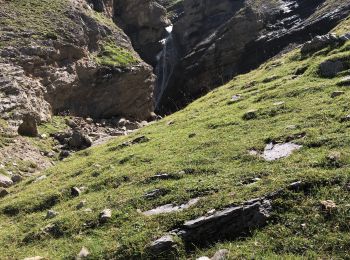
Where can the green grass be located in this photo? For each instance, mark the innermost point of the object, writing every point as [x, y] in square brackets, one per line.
[115, 56]
[217, 163]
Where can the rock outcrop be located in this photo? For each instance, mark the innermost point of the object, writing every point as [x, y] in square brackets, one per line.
[220, 39]
[80, 64]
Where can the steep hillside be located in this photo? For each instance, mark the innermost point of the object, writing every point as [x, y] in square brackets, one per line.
[62, 57]
[220, 152]
[217, 40]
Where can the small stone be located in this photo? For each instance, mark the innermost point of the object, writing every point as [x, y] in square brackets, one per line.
[251, 114]
[51, 214]
[222, 254]
[105, 215]
[328, 205]
[16, 178]
[337, 93]
[3, 192]
[75, 191]
[71, 123]
[81, 204]
[5, 181]
[84, 253]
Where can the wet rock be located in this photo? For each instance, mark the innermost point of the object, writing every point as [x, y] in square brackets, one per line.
[71, 123]
[5, 181]
[51, 214]
[231, 222]
[337, 93]
[16, 178]
[319, 43]
[235, 98]
[40, 178]
[105, 215]
[3, 192]
[75, 191]
[84, 253]
[79, 141]
[330, 69]
[28, 127]
[168, 208]
[274, 152]
[222, 254]
[251, 114]
[165, 246]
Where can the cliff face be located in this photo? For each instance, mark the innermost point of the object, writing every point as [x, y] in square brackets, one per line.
[220, 39]
[63, 57]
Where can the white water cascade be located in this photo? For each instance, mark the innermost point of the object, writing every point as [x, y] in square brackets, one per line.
[165, 66]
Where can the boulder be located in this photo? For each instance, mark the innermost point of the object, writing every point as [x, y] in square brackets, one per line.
[164, 246]
[319, 43]
[337, 93]
[79, 141]
[5, 181]
[28, 127]
[231, 222]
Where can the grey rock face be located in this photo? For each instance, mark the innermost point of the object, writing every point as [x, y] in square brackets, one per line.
[219, 39]
[164, 246]
[229, 223]
[28, 126]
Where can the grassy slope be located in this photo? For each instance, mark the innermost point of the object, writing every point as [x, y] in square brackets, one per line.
[218, 154]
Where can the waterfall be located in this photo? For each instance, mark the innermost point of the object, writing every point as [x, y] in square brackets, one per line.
[165, 66]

(Assignment):
What is needed is an exact repeat of the records, with every picture left out.

(Reply to the exercise):
Where can the green grass be located in this photo? For each instance, mark the innermost point of the object, writing every point as [x, y] in square brackets, one per line.
[115, 56]
[217, 163]
Where can the rock outcrop be located in this photo? For each instance, mark the innermost point of the object, writing every point as [x, y] in square brackets, one per line.
[220, 39]
[80, 64]
Where can the steep hillside be located in this photo? For each instance, mark the innermost point of the object, writing every point as [x, y] in square brackets, one per line.
[62, 57]
[220, 152]
[217, 40]
Where can the small stone be located in this photo? For each instance, mark the innermost point of the object, writing every point as [x, y] in square brackets, one per line.
[251, 114]
[51, 214]
[222, 254]
[105, 215]
[328, 205]
[16, 178]
[337, 93]
[3, 192]
[75, 191]
[71, 123]
[81, 204]
[5, 181]
[84, 253]
Where can the wet rock be located in this photo? For each instance, mark the innermost point of the object, writing every point as [x, y] in square brackets, one per line.
[71, 123]
[5, 181]
[51, 214]
[231, 222]
[337, 93]
[16, 178]
[319, 43]
[235, 98]
[40, 178]
[105, 215]
[3, 192]
[75, 191]
[84, 253]
[79, 141]
[330, 69]
[28, 127]
[168, 208]
[274, 152]
[222, 254]
[251, 114]
[165, 246]
Where can the cliff face be located in this photo? For each instance, mark the innermost point of the object, writing every point as [x, y] in square brackets, one per line.
[220, 39]
[63, 57]
Where can the white water cascade be located in this photo? For each instance, mark the innermost point of the object, writing every point as [x, y] in square brackets, one per line.
[165, 66]
Where can the boulder be located in this photo? For each instance, mark the innermost point of the object, writing every point as [x, y] in square brackets, one per line.
[164, 246]
[319, 43]
[337, 93]
[79, 141]
[5, 181]
[28, 127]
[231, 222]
Where can the grey rock face be located in this photo? For each instance, mark the innermost point of the object, writing every point as [x, y] in square brackets, one per line.
[219, 39]
[164, 246]
[229, 223]
[28, 126]
Where can the grassy slope be located in this photo? For each instance, mark the innermost point of the object, writing every point as [x, y] in square brackets, one per line.
[218, 154]
Where can the waterfall be located in this photo? For each instance, mark the innermost point of the object, writing every point as [x, y] in square brackets, one per line.
[165, 66]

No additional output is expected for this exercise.